Wat de motieven voor het streven naar eenheid ook mogen zijn, de religieuze verdeeldheid die jarenlang in Engeland heeft geheerst, is strijdig met Paulus’ duidelijke vermaning aan christenen: „Wees allen eensgezind en vermijd partijvorming; leef in harmonie door hetzelfde te denken en te voelen.” — 1 Korinthiërs 1:10, Groot Nieuws Bijbel.
Wat gebeurt er nu?
Hoewel zij zich zeer goed bewust zijn van de religieuze verdeeldheid om hen heen en de tegenslagen die zij hebben ondervonden, gaan de voorstanders van oecumene door met hun verzoeningspogingen. Voor hen is eenheid een in de verre toekomst liggende vrome verwachting. Voor het ogenblik schijnen zij genoegen te nemen met samenwerking en wederzijds respect. Men spreekt over „samengaan zonder in elkaar op te gaan” zoals de beide voorzitters van de Internationale Anglicaans-Rooms-Katholieke Commissie het beschreven.

**INVOER**
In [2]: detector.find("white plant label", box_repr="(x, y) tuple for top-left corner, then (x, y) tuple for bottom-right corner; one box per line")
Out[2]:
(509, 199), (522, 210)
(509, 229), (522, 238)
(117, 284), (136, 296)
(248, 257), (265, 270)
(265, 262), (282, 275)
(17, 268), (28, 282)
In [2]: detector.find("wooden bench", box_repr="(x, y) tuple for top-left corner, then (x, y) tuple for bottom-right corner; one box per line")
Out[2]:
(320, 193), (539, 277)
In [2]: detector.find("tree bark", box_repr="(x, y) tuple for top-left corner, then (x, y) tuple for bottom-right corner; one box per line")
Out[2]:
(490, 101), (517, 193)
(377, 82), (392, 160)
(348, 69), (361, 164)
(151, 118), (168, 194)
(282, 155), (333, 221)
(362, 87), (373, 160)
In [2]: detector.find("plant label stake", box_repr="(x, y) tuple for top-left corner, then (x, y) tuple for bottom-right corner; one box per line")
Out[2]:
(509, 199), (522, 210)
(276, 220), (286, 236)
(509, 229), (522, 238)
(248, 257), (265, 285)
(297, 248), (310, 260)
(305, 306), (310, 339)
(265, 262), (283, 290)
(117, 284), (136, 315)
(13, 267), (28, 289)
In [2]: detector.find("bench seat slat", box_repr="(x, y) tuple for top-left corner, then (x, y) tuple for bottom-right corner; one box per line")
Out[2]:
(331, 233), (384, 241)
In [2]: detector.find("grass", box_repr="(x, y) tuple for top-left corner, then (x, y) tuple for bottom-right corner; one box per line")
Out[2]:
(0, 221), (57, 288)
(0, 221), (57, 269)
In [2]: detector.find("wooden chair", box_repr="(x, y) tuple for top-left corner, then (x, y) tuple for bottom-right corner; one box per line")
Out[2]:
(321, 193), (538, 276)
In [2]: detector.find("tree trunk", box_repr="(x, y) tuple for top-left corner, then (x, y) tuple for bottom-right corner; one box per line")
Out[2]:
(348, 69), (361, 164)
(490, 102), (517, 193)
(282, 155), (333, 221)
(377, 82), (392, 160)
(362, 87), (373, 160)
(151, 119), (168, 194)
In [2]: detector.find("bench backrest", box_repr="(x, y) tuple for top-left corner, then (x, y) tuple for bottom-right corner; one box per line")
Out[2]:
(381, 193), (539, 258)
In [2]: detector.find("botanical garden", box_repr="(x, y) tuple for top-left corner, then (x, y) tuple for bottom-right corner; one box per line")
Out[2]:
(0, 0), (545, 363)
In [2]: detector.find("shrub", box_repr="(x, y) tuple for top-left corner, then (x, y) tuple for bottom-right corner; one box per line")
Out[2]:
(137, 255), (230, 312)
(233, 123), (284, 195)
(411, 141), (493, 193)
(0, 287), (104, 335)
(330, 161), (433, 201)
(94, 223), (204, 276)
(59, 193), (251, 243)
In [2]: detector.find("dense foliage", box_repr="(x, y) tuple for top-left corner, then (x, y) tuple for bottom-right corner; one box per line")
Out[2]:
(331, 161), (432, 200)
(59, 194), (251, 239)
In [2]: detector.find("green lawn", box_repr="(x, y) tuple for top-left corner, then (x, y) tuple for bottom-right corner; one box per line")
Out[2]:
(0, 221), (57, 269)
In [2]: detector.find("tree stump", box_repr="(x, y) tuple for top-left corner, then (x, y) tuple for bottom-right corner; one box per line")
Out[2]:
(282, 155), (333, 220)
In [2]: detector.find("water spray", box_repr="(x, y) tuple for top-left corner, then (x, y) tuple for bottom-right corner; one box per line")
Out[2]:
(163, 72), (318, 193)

* * *

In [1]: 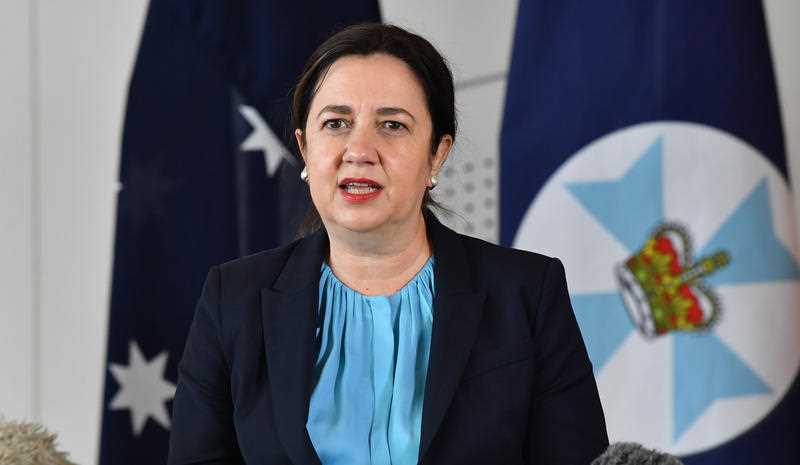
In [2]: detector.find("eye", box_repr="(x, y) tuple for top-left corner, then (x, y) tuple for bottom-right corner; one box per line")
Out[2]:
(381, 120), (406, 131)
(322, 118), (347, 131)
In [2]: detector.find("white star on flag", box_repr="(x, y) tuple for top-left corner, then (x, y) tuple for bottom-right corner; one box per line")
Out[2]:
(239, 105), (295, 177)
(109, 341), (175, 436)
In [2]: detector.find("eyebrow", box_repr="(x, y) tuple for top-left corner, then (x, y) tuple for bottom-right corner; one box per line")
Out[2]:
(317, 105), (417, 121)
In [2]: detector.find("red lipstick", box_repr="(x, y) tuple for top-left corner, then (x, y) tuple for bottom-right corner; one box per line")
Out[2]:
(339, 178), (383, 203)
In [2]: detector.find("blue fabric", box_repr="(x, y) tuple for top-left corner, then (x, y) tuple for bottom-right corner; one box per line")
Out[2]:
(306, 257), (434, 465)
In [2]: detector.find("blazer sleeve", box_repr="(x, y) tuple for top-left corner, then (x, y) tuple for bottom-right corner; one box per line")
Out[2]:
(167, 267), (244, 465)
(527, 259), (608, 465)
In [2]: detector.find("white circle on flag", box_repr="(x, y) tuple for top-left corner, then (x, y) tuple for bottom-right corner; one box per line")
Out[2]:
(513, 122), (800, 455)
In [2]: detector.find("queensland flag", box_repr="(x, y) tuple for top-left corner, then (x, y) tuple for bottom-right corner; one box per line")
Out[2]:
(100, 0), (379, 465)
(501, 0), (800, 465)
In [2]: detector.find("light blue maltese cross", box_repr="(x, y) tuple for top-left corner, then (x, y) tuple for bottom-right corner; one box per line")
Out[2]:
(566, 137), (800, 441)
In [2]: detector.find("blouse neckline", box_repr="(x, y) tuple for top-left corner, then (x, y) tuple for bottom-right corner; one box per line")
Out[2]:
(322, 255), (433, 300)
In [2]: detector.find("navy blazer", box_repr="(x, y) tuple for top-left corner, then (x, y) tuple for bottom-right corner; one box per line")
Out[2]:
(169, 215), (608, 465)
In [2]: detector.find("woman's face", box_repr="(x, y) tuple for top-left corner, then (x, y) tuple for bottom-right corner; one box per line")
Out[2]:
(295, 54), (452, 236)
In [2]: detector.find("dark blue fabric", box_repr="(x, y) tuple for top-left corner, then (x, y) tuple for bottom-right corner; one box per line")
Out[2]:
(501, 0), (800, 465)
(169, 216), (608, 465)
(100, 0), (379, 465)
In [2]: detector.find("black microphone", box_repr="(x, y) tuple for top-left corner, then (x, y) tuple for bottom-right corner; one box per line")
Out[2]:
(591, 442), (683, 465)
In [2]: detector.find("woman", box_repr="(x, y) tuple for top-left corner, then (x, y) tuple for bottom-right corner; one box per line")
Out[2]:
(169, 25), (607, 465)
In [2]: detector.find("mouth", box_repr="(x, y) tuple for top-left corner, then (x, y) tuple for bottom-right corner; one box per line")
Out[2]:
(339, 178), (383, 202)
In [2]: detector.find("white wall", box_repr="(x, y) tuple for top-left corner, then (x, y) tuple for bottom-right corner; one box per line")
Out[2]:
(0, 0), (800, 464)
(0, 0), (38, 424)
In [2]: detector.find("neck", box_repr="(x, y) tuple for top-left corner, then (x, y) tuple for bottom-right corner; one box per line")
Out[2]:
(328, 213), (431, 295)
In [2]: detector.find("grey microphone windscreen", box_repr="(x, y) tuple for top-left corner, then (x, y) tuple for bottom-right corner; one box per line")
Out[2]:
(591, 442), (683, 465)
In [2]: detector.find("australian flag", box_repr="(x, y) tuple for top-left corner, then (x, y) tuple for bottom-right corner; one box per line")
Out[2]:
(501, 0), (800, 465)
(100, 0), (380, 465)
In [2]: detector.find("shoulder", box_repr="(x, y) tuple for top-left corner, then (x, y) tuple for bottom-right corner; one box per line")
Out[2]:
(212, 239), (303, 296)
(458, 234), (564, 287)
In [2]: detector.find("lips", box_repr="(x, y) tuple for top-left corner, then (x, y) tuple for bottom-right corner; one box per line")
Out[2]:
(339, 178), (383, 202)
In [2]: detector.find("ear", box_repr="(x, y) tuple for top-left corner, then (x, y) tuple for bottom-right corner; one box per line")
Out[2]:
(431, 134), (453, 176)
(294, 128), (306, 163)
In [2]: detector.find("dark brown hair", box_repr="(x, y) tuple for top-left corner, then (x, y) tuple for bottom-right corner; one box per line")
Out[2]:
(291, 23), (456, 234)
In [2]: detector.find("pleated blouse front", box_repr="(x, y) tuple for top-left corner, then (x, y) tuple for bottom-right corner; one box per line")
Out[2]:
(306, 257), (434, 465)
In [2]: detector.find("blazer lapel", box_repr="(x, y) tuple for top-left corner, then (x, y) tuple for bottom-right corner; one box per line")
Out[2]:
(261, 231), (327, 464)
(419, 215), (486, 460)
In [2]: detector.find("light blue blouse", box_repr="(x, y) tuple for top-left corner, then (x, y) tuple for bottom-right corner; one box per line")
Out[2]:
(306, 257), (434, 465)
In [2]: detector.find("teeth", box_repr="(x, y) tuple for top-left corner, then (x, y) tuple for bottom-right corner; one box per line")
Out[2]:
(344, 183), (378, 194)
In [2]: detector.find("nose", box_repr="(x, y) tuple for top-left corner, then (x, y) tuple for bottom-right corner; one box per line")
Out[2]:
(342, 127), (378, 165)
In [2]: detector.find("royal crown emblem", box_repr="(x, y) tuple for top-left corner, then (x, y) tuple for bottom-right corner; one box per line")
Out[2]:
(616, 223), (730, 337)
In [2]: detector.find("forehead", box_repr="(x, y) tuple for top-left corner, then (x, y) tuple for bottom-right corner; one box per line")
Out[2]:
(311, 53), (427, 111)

**OPDRACHTEN**
1) Waarmee lijken de voorstanders van oecumene zich volgens de tekst over religieuze verdeeldheid in Engeland voorlopig tevreden te stellen?
2) Selecteer uit de records elke regel waarin de tekenreeks "plant" voorkomt en neem die regels over. Let op het verschil tussen hoofdletters en kleine letters.
De tekst en de records hebben niets met elkaar te maken.

**ANTWOORDEN PER OPDRACHT**
1) Met samenwerking en wederzijds respect.

2)
In [2]: detector.find("white plant label", box_repr="(x, y) tuple for top-left corner, then (x, y) tuple for bottom-right corner; one box per line")
In [2]: detector.find("plant label stake", box_repr="(x, y) tuple for top-left corner, then (x, y) tuple for bottom-right corner; one box per line")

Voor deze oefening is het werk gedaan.